** start of EXERCISE MATERIAL **
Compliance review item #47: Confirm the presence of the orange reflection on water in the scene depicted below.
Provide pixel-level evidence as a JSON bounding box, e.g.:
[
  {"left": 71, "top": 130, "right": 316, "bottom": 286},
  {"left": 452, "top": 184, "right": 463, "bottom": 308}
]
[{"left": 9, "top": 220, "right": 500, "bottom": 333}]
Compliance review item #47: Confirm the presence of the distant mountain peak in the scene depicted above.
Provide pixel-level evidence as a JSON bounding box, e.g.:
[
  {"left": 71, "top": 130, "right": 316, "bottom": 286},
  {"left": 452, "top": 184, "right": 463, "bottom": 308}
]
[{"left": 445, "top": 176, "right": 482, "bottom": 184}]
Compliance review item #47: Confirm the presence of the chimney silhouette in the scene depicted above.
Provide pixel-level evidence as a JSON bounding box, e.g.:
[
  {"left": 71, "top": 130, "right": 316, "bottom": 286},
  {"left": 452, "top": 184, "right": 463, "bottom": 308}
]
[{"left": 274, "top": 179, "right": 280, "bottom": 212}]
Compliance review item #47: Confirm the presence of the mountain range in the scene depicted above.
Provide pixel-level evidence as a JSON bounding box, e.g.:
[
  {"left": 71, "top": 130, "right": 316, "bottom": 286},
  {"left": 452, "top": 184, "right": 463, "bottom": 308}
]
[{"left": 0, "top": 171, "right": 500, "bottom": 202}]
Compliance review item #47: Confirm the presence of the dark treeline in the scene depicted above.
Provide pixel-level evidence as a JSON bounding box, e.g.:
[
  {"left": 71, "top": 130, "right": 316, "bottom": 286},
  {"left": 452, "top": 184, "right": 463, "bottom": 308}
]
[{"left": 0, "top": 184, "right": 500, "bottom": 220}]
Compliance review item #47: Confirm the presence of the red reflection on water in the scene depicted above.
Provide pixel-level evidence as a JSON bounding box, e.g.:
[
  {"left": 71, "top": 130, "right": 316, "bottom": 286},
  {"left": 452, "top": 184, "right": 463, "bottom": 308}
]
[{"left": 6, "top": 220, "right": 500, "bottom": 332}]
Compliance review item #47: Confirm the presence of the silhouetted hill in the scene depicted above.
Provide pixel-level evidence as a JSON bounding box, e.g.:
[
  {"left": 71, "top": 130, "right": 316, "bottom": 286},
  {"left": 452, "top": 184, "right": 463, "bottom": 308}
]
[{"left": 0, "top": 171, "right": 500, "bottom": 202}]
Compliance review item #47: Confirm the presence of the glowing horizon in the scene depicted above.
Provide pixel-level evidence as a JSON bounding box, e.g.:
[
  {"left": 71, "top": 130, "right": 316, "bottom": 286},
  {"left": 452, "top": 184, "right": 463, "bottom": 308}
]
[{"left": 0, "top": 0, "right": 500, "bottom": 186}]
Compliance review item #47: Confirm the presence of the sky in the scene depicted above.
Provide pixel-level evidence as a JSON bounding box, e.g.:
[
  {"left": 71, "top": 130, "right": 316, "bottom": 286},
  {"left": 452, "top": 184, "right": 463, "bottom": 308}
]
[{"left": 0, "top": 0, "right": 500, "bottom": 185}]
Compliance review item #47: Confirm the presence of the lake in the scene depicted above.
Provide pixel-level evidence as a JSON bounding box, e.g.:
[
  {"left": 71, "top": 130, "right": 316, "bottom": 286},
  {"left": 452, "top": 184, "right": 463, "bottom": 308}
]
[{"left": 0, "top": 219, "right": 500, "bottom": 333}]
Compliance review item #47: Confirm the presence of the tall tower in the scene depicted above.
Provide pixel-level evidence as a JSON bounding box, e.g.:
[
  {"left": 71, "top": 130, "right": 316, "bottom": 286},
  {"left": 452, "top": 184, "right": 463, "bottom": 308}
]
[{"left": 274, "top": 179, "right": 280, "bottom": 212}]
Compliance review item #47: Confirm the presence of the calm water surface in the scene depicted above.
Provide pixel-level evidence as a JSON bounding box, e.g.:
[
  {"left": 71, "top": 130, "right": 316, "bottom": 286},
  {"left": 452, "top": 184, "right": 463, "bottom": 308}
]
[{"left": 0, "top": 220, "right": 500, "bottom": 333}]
** end of EXERCISE MATERIAL **
*WHAT IS BEING ASKED:* Return every line from the entries above that contains the word "reflection".

*WRITTEN ANSWER:*
Compliance review item #47: Confirm the presence of the orange reflection on water in the scene depicted below.
Compliance review item #47: Confirm the presence of the red reflection on water in the scene depicted above.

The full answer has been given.